(begin)
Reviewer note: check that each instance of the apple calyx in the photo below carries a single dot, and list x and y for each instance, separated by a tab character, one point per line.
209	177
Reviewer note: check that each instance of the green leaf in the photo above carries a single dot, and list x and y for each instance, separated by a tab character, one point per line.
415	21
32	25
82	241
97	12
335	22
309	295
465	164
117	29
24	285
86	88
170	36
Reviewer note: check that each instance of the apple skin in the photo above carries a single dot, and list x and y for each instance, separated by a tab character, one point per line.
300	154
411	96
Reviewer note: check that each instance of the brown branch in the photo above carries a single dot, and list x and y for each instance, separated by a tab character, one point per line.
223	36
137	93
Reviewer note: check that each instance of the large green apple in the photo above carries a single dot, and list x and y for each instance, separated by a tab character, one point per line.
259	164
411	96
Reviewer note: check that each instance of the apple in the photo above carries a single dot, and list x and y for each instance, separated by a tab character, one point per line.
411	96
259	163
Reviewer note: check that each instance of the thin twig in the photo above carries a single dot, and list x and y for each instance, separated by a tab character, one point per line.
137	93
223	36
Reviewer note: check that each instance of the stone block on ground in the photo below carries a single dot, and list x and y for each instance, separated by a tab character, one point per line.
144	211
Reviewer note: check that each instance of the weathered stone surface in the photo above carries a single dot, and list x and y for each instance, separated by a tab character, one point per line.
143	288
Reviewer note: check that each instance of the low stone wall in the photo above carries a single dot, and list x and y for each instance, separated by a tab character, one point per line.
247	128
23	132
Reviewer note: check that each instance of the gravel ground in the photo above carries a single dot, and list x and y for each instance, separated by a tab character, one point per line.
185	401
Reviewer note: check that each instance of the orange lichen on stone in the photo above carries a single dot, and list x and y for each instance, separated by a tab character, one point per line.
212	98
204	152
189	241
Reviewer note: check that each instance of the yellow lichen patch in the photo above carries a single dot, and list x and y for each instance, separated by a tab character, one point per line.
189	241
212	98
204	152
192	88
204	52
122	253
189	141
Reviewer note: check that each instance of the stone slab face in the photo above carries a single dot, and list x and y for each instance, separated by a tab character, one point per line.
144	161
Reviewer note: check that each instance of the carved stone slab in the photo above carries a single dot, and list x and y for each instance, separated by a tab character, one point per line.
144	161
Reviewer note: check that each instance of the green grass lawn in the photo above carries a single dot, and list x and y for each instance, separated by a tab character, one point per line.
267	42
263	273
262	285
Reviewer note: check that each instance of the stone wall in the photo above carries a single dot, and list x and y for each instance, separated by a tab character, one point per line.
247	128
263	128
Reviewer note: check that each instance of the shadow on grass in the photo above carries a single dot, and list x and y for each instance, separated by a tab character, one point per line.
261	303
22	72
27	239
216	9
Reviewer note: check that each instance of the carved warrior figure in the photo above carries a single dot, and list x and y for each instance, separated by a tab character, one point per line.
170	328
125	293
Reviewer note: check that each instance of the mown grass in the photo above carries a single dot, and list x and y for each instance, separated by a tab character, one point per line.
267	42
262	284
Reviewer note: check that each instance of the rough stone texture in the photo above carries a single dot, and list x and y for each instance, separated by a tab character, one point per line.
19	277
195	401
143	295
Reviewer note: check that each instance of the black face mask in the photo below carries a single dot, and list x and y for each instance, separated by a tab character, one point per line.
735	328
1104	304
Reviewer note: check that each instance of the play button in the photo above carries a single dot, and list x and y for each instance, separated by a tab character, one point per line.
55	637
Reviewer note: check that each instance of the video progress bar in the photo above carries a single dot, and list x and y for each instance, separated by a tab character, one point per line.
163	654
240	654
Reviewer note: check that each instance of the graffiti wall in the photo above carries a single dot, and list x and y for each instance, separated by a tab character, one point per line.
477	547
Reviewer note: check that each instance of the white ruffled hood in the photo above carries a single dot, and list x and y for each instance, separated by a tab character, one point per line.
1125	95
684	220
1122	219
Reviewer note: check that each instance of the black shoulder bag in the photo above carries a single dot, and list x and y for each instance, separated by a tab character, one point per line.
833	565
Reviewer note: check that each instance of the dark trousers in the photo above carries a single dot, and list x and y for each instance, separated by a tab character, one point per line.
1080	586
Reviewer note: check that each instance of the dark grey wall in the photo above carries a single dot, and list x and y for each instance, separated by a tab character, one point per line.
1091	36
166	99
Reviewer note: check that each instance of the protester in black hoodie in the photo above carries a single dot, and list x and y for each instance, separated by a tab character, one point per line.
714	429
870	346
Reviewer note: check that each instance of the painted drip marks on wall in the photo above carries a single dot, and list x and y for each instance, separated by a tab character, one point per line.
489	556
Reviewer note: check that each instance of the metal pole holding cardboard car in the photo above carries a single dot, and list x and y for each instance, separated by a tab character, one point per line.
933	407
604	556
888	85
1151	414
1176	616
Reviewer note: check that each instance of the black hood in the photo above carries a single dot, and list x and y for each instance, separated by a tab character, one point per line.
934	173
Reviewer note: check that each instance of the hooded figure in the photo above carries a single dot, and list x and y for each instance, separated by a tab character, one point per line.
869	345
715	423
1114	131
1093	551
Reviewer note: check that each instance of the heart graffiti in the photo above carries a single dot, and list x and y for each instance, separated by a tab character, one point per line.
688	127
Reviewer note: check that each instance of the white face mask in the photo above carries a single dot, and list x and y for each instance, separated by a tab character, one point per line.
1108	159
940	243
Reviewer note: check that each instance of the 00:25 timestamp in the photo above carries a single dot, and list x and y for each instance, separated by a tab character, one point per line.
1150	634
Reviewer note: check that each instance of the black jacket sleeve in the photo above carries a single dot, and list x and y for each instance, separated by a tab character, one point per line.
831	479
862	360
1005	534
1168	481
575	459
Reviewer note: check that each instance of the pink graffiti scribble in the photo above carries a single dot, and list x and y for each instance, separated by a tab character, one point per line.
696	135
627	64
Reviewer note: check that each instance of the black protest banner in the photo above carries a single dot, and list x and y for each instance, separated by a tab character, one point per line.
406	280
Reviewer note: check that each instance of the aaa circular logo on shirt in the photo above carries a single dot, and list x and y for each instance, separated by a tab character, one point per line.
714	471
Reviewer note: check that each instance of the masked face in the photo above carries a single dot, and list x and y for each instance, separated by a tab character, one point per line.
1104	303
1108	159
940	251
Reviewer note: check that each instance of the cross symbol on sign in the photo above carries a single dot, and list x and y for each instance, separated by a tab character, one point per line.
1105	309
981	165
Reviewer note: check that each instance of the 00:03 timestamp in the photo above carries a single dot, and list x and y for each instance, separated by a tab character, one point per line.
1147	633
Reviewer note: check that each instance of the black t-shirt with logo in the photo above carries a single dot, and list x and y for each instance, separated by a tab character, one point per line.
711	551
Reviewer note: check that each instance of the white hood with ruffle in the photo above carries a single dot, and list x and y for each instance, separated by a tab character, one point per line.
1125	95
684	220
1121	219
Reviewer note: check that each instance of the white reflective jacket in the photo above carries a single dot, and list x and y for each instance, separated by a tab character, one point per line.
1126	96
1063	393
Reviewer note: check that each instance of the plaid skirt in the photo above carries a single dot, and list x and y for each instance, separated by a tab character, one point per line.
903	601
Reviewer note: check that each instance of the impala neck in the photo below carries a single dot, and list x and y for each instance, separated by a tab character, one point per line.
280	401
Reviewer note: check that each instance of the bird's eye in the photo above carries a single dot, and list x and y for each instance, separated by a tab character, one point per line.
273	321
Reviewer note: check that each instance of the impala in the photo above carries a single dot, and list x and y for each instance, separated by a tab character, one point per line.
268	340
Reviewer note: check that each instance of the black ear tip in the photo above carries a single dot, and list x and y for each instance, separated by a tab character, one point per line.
(end)
> _INSTRUCTION_
Copy all of the records above character for character, with nothing added, dropped, or changed.

> _EXERCISE OUTPUT_
Reviewer note: check that each instance of the apple calyx in the photo below carries a single dot, and list x and y for each instance, separated by a tab character, one point per line.
209	177
Reviewer note: check that each instance of the green leaf in the photo above carries a single dot, and list x and y for each instance, separated by a tab character, one point per line.
415	21
32	25
82	241
97	12
335	22
309	295
465	164
117	29
24	285
86	88
170	36
Reviewer note: check that each instance of the apple skin in the photo above carries a single dot, and list x and y for each instance, separated by a tab character, one point per line.
300	154
411	96
Reviewer note: check that each instance of the brown branch in the photo above carries a single dot, and list x and y for each instance, separated by a tab character, one point per line.
223	36
137	93
Reviewer note: check that each instance of the large green apple in the photo above carries a single dot, and list x and y for each instance, separated by a tab character, one point per line.
259	164
411	96
Reviewer note: check that each instance of the apple in the photo above carries a single dot, and list x and y for each instance, separated by a tab character, one point per line.
411	96
259	163
Reviewer note: check that each instance of the thin twig in the photo above carries a single dot, and list x and y for each instance, separated by a tab character, one point per line.
137	93
223	36
Reviewer note: check that each instance of the stone block on ground in the photo below carries a single dot, and list x and y for each instance, separated by a tab character, one point per line.
144	211
Reviewer note: check that each instance of the weathered stone surface in the photo above carries a single dot, and list x and y for each instance, separated by a tab character, one point per line.
143	288
Reviewer note: check that each instance of the low stone wall in the photo above carries a single dot, and list x and y for each instance, separated by a tab character, one point per line.
247	128
23	132
Reviewer note: check that each instance of the gravel ground in the photo above carries a single dot, and list x and y for each instance, separated by a tab character, one point per line.
185	401
Reviewer note: check that each instance of the orange lichen on stone in the photo above carries a single dot, and list x and y for each instance, separated by a tab character, one point per line.
212	98
204	152
189	241
Reviewer note: check that each instance of the yellow lichen patch in the photo above carries a single dot, and list x and y for each instance, separated by a tab character, one point per line.
189	241
212	98
204	152
192	88
204	52
122	253
189	141
Reviewer note: check that each instance of the stone slab face in the photo above carries a single dot, and list x and y for each instance, separated by a tab character, one point per line.
144	161
Reviewer note: check that each instance of the carved stone slab in the photo above carries a single dot, and list x and y for each instance, separated by a tab character, one point per line.
144	161
Reviewer note: check that each instance of the green grass lawn in the photo above carries a single dot, and list x and y for each instance, separated by a tab character, one point per line.
267	42
263	273
262	285
Reviewer note: check that each instance of the stone wall in the photo above carries a single dot, and list x and y for each instance, separated by a tab character, one point per line.
247	128
263	128
Reviewer note: check that each instance of the shadow on grass in the photo above carries a single dot, and list x and y for each instance, separated by a tab character, one point per line.
261	303
22	72
27	239
216	9
Reviewer note: check that each instance of the carved warrior figure in the photo above carries a single dot, and list x and y for each instance, separated by a tab character, one point per line.
170	328
125	293
Reviewer note: check that each instance of the mown grass in the photo above carries a single dot, and list x and y for each instance, separated by a tab character, one point per line.
267	42
262	284
Reviewer note: check that each instance of the rough stone texture in the photo above carries a single dot, and list x and y for each instance, separated by a tab character, one point per line.
19	277
195	401
143	295
Reviewer note: check that each instance of the black face mask in the photo below carries a single dot, and list x and y for each instance, separated by a tab character, one point per line.
735	328
1104	304
Reviewer note: check that each instance of the play button in the photo above carries a single dot, and list x and y for each instance, separated by a tab character, one point per line.
55	637
Reviewer note: check that each instance of the video progress bar in the photo above carries a single dot, and list x and y for each instance, separated by a tab character, one point per line.
163	654
240	654
Reviewer note: check that each instance of the graffiti wall in the photo above carries a single dot, and list x and y for each instance, separated by a tab character, one point per line.
477	547
Reviewer note: check that each instance of the white ruffled hood in the photo above carries a single dot, and list x and y for each instance, separated by a tab character, one point per line.
1125	95
684	220
1122	219
Reviewer note: check that each instance of the black shoulder bag in the photo above carries a single dot, and list x and y for each instance, separated by a tab character, one point per line.
833	565
Reviewer note: check that each instance of the dark trousers in the photo above carries a single dot, and list x and y for each instance, separated by a tab character, one point per line.
1080	586
Reviewer note: check that each instance of the dark grey wall in the photo above carries a single dot, and list x and y for each instance, separated by a tab character, one point per line.
1091	36
166	99
Reviewer note: check that each instance of the protester in black hoodie in the photo above carries a single dot, and list x and y for each instance, separated by a tab character, one point per line.
714	429
870	346
Reviewer note: check that each instance of the painted drip marks on wall in the photo above carries a single dot, and list x and y for each instance, separated by a tab character, one point per line.
489	556
Reviewer note: check that each instance of the metal pole holding cardboard car in the photo above carries a single dot, and list x and y for each instance, separated by a tab character, one point per line.
933	407
604	556
888	85
1151	414
1176	616
Reviewer note: check that each instance of the black hood in the photo above carries a single dot, and list x and y for each instance, separated by a tab character, one point per line.
934	173
Reviewer note: check that each instance of the hooded figure in the photo above carries a single dot, and list x and y for each instance, separated by a tab character, one point per line.
869	345
715	423
1114	131
1093	551
Reviewer note: check that each instance of the heart graffiti in the photo above carries a single dot, and list x and y for each instance, separated by a tab character, one point per line.
688	127
Reviewer note: check that each instance of the white face mask in the photo above carries a single dot, and list x and y for each instance, separated by a tab character, one point per line.
1108	159
940	243
Reviewer note: check that each instance of the 00:25 timestamp in the photo above carries a single dot, and list x and y for each instance, separated by a tab character, one point per line.
1150	634
Reviewer note: check that each instance of the black jacket sleeve in the photo above carries a single dot, and list x and y for each instance, separated by a tab character, one point per line.
831	479
862	360
1005	534
1168	481
575	459
Reviewer note: check that each instance of the pink graffiti scribble in the photo above carries a single dot, and list x and y for each instance, separated by a tab character, one point per line.
696	135
627	64
Reviewer note: check that each instance of the black protest banner in the photo above carries a single dot, and list x and y for each instance, separated by a tab character, one point per line.
406	280
Reviewer note: check that each instance of the aaa circular logo on shirt in the photo above carries a single dot, and list x and y for each instance, separated by a tab character, one point per line.
714	471
Reviewer note: check that each instance of the masked face in the photo above carries a single dot, and list x and y for each instance, separated by a tab character, one point per line.
1104	303
1108	159
940	251
Reviewer note: check that each instance of the cross symbol on sign in the photo above carries a single dot, and list x and y for each instance, separated by a tab character, one point per line.
1105	309
981	165
Reviewer note: check that each instance of the 00:03 timestamp in the photo above carries a single dot, and list x and y for each instance, separated by a tab character, one point per line.
1147	633
Reviewer note: check that each instance of the black t-shirt with logo in the photo above carries a single dot, and list x and y for each instance, separated by a tab character, one point per line.
711	551
Reviewer note: check that each instance of the white hood with ruffle in the photo above carries a single dot, and list x and y for each instance, separated by a tab character, one point per line.
1125	95
684	220
1121	219
Reviewer note: check that each instance of the white reflective jacket in the photo above carries a single dot, and list x and y for each instance, separated by a tab character, one point per line.
1126	96
1063	393
Reviewer note: check that each instance of the plaid skirt in the photo above carries a single dot, and list x and y for each instance, separated by a tab character, one point per line.
903	601
Reviewer note: check that each instance of the impala neck in the photo below carries a single dot, and list x and y for each instance, separated by a tab character, one point per line.
280	401
Reviewer note: check that each instance of the bird's eye in the photo above carries a single dot, and list x and y for each instance, separated by a tab character, one point per line.
273	321
Reviewer note: check that each instance of the impala in the photo above carries a single dot, and list x and y for each instance, separated by a tab character, one point per line.
268	340
Reviewer note: check that each instance of the black ear tip in the photo above carries a single dot, and list x and y for each instance, separated by a tab character, one point per line.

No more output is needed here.